Locate every line in the listing below that contains the word "stack" and copy each one. Case counts.

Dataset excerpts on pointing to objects
** begin **
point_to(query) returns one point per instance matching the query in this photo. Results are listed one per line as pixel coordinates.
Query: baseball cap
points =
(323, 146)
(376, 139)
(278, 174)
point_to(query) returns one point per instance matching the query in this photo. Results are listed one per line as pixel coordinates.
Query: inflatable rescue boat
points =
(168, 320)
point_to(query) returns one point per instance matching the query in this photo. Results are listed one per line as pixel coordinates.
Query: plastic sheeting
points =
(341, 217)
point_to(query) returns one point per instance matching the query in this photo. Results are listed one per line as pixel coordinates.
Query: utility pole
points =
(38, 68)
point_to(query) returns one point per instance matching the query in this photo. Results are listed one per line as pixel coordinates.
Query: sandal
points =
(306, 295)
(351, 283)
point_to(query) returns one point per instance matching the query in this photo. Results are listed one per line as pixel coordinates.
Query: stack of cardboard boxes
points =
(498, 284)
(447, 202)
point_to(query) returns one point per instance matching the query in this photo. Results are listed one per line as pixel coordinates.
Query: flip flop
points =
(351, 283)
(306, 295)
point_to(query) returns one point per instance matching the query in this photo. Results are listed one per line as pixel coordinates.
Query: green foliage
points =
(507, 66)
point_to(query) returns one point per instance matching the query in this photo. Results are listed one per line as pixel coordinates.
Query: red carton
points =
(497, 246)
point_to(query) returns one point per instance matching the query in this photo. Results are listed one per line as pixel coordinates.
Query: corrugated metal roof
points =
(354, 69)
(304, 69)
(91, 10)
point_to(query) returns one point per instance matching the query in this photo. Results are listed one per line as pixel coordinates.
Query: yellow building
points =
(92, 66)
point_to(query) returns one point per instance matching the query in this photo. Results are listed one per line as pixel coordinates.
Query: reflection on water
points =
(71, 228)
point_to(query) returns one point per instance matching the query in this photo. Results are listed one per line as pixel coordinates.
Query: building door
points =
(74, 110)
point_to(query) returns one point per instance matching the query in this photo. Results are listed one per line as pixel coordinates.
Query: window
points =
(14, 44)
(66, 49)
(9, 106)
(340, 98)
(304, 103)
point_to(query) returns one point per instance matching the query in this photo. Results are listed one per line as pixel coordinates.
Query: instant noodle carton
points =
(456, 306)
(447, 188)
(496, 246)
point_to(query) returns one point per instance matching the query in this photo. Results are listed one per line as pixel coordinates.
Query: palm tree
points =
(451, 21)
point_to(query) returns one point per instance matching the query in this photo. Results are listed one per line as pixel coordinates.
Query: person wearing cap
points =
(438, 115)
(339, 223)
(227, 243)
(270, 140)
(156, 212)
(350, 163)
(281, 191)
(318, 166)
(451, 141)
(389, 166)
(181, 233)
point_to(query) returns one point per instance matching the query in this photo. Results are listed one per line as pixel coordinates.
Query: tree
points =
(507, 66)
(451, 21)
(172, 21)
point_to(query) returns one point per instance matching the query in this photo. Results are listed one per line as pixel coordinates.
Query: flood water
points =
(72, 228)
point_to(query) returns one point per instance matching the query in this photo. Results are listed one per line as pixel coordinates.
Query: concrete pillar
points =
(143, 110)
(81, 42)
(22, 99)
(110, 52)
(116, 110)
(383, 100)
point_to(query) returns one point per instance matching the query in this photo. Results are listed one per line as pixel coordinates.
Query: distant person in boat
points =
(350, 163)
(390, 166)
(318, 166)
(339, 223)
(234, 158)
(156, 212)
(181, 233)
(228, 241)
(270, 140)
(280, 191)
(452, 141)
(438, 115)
** end **
** begin **
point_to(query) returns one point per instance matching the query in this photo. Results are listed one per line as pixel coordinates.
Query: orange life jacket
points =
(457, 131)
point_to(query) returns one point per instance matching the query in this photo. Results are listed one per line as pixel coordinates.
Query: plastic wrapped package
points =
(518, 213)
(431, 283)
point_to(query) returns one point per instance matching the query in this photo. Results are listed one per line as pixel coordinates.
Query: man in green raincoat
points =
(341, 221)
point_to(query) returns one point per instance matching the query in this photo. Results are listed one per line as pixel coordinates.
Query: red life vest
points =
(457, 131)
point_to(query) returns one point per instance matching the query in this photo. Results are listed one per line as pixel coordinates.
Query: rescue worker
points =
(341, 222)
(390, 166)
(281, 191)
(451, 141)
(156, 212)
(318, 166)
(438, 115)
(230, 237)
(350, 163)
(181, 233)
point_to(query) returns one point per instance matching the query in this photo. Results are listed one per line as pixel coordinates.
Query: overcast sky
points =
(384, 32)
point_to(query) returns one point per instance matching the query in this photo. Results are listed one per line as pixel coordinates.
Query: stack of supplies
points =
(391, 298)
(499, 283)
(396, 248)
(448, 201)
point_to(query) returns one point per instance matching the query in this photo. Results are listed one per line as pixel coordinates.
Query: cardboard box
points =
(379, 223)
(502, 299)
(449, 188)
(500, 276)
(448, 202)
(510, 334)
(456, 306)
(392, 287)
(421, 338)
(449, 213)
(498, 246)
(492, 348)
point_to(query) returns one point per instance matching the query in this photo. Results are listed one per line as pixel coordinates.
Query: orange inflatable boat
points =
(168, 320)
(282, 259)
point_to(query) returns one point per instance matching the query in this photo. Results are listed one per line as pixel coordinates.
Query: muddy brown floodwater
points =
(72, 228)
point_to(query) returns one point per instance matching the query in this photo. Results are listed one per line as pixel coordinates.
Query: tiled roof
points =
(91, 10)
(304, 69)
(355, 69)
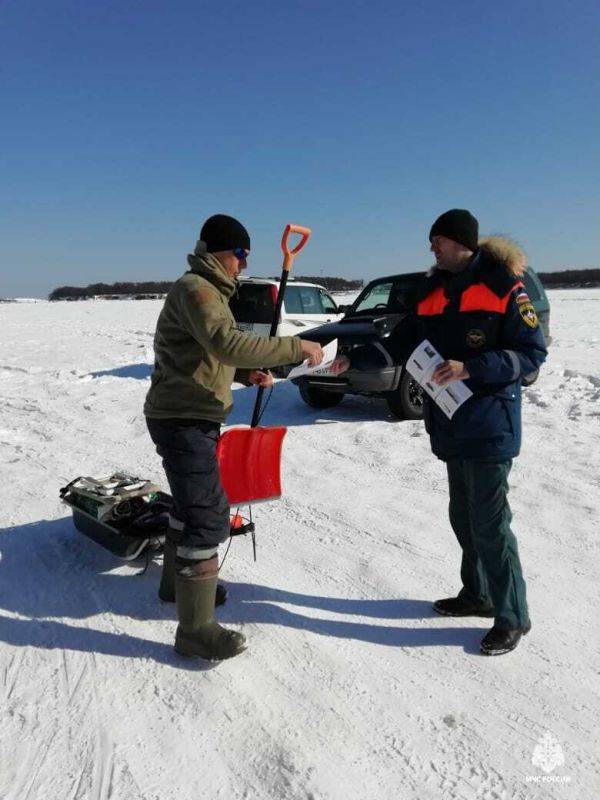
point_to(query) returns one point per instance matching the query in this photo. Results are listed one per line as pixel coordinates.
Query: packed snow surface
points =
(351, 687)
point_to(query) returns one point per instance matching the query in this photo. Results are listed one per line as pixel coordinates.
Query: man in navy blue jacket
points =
** end **
** begin **
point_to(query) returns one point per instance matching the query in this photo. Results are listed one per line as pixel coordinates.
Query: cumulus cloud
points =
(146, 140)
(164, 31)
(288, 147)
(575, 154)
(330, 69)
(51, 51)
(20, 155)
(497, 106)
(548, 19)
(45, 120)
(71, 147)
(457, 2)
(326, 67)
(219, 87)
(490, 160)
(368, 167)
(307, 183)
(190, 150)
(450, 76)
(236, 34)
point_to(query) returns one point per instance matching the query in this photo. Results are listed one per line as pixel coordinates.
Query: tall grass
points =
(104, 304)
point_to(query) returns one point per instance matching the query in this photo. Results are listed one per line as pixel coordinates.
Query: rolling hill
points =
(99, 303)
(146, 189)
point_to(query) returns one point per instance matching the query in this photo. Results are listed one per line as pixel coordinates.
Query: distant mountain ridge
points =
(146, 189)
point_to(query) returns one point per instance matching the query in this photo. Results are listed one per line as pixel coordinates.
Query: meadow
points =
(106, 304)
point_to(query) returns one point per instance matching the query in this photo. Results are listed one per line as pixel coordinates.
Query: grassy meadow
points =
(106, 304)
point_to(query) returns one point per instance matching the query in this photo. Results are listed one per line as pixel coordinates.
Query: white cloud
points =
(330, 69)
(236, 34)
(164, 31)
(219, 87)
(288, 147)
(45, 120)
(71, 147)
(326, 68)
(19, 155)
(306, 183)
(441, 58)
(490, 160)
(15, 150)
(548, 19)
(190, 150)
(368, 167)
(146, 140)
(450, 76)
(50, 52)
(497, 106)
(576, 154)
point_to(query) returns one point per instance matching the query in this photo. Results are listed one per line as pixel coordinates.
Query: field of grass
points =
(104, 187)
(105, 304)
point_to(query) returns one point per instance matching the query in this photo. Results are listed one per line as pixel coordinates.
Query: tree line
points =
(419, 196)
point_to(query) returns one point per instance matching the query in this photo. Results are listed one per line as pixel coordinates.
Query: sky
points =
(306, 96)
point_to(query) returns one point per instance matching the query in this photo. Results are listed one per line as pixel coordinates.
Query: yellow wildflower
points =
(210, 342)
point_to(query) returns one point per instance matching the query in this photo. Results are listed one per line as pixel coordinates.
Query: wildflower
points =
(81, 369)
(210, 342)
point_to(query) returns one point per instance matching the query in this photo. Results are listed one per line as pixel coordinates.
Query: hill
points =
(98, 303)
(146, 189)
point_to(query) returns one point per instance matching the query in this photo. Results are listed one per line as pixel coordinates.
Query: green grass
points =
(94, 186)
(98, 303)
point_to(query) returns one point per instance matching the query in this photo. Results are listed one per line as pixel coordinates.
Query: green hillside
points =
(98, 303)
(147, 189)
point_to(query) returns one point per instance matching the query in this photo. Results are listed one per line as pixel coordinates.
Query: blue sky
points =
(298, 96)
** end **
> **RIGHT ANSWER**
Query: stack of cardboard boxes
Query: stack of supplies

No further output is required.